ОТРЫВОК —
______
Может быть, поклонники и покупали у него живопись. Но скупо. Во всяком случае. Майя говорила, что давний, еще по Парижу, друг Фалька Эренбург охотно принимал картины в подарок, но ни одной картины не купил.

Иногда отец предпринимал попытки вырваться из своей изоляции. Так, решился он пригласить к себе Эренбурга в надежде, что он проникнется плачевной судьбой поэзии Хлебникова и живописи Веры Хлебниковой. Надеялся он, кажется, что Эренбург закажет ему свой портрет и будет заработок. Наивно, конечно. Но свидание состоялось. Я встречал Эренбургов во дворе. Он был с женой Любовью Михайловной. Провел их на наш девятый этаж. Отец показывал живопись мамы, много говорил о Хлебникове, показал и свои работы, даже рассказал и о своих „волновиках“. Сказал даже, чтобы показал и я. И я, смущаясь, вытащил какие-то картинки. Реакция Эренбурга была сдержанной, и за визитом этим ничего не последовало. Отец же разочаровался и в Эренбурге»[445].

Не получившийся контакт с Эренбургом, видимо, оставался «занозой» в душе Петра Васильевича. Долгое время спустя в одном из последних писем Маю он писал:

«Прочитываю „Индийские впечатления“ Эренбурга.

Чего он только не видел! Чего только не знает человек! Прекрасная память. Свободно перетасовывает сведения, полученные от школьной скамьи до последних дней, но все это его нимало не приближает к современному действительно творческому мироощущению. Он боготворит Пикассо. И это обожание, закрепленное личным знакомством, есть чистейший продукт эмоционального идеализма. Он совершенно не понимает современной живописи и ее задач, хотя по признакам абстракционизма отличит старое от новой модернизации.

Такой тип ученого, писателя, критика легко завоевывает председательское место по вопросам оценки новых явлений культуры. А между тем, не обладая новым мироощущением, он неизбежно провалит действительно новую форму, идею. Она не будет ему понятна. Если он и решается защищать абстракции подобно пикассовским, то это делается ради украшения себя выражением широты и передовых суждений об искусстве.
______
СОДЕРЖИМОЕ НАБОРА —

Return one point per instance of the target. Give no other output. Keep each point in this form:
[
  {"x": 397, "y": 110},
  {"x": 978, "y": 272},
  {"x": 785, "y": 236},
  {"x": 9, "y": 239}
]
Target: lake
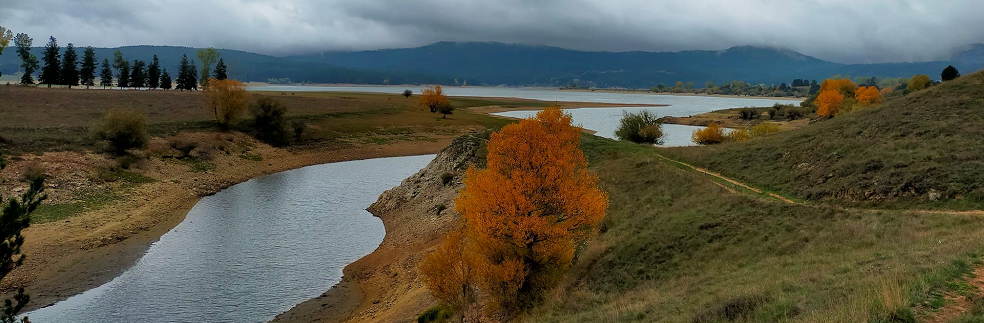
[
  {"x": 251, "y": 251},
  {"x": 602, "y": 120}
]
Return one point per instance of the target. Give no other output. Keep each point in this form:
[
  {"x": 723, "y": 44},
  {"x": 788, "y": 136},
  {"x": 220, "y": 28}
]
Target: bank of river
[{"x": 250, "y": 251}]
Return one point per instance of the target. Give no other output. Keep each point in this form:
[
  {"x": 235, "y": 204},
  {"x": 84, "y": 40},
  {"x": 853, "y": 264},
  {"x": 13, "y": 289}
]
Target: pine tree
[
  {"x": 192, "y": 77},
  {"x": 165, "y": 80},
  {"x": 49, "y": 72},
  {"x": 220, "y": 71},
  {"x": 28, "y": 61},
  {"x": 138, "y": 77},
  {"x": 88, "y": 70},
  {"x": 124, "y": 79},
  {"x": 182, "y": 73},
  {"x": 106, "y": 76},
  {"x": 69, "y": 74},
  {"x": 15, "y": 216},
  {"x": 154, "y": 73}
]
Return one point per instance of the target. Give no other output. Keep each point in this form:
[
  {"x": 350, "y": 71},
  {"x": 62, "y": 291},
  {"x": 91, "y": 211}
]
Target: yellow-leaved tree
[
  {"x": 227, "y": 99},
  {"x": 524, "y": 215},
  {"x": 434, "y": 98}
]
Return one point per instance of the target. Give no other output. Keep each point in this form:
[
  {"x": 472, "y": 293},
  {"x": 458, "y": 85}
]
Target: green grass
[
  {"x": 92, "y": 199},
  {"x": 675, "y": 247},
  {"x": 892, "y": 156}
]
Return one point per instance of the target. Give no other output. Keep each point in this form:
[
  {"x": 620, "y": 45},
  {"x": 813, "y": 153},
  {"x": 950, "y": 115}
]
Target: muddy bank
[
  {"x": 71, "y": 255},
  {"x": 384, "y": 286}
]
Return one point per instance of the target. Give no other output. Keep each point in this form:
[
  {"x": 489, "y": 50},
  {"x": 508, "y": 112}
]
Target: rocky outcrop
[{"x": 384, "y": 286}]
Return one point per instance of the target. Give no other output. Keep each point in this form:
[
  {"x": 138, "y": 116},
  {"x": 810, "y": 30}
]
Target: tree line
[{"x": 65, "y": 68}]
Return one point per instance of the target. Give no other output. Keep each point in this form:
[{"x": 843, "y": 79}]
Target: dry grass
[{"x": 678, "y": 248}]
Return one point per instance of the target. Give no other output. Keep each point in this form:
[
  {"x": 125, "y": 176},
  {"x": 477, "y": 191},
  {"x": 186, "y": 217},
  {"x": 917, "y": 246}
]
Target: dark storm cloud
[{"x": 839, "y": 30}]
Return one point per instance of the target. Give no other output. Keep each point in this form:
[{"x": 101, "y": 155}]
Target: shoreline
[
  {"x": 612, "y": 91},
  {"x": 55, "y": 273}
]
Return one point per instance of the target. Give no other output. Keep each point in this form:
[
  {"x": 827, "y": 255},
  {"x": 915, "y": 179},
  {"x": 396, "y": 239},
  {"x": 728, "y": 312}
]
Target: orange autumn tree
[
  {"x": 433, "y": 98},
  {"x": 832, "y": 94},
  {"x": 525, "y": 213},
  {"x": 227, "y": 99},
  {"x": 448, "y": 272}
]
______
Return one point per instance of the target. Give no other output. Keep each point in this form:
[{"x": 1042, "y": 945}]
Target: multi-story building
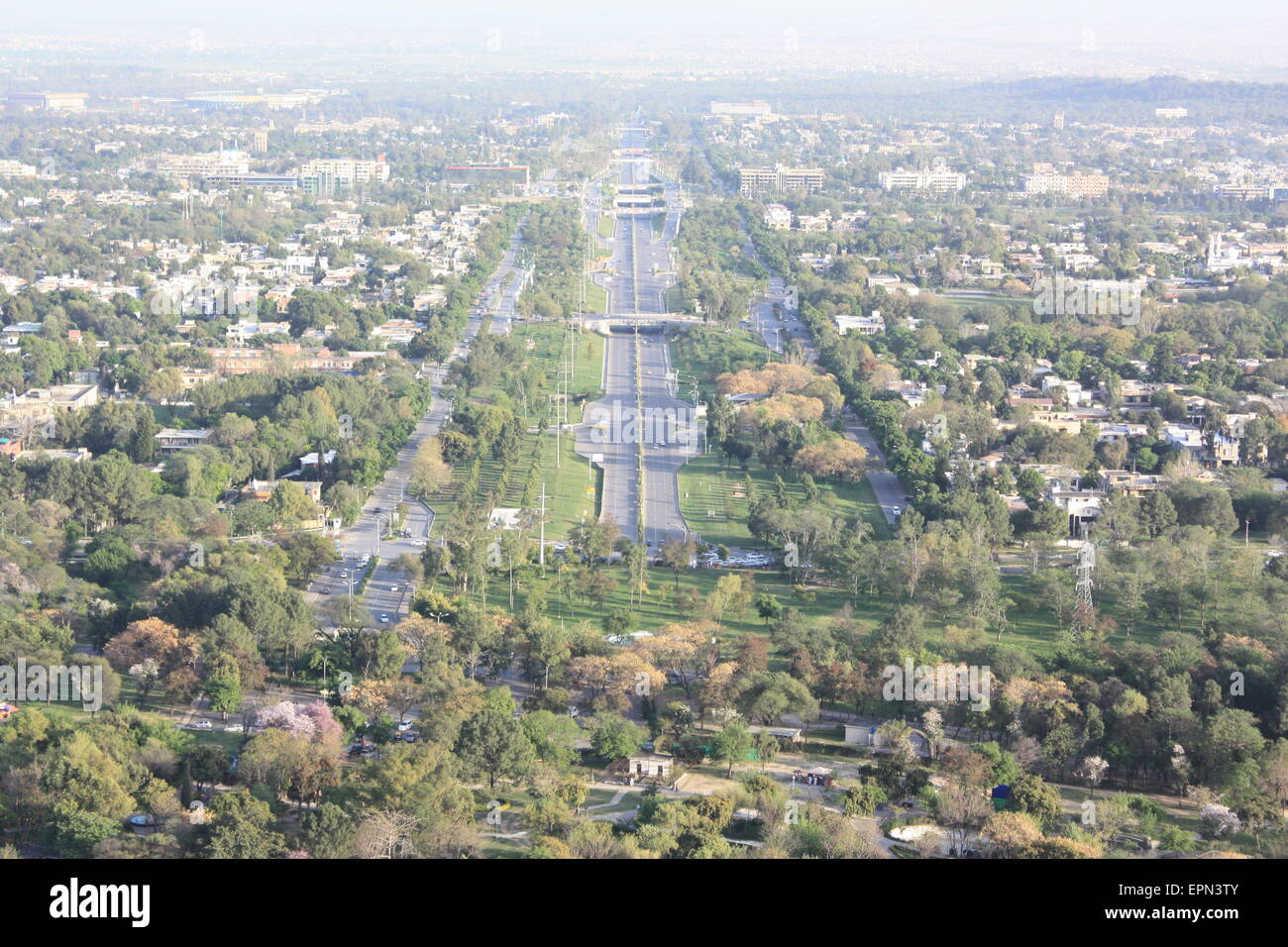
______
ВАШИ ЗАДАНИЯ —
**1.** С кем Эренбург пришел в гости, согласно отрывку?
**2.** Изложите содержание отрывка в двух предложениях.
Записи взяты из другого источника.

ОТВЕТЫ —
**1.** С женой, Любовью Михайловной.

**2.** Петр Васильевич пригласил к себе Эренбурга, надеясь вызвать его интерес к поэзии Хлебникова и живописи Веры Хлебниковой, но гость отнесся к увиденному сдержанно, и визит ничего не дал. Позже в письме Маю Петр Васильевич написал, что Эренбург при всей своей осведомленности и прекрасной памяти совершенно не понимает современной живописи и ее задач.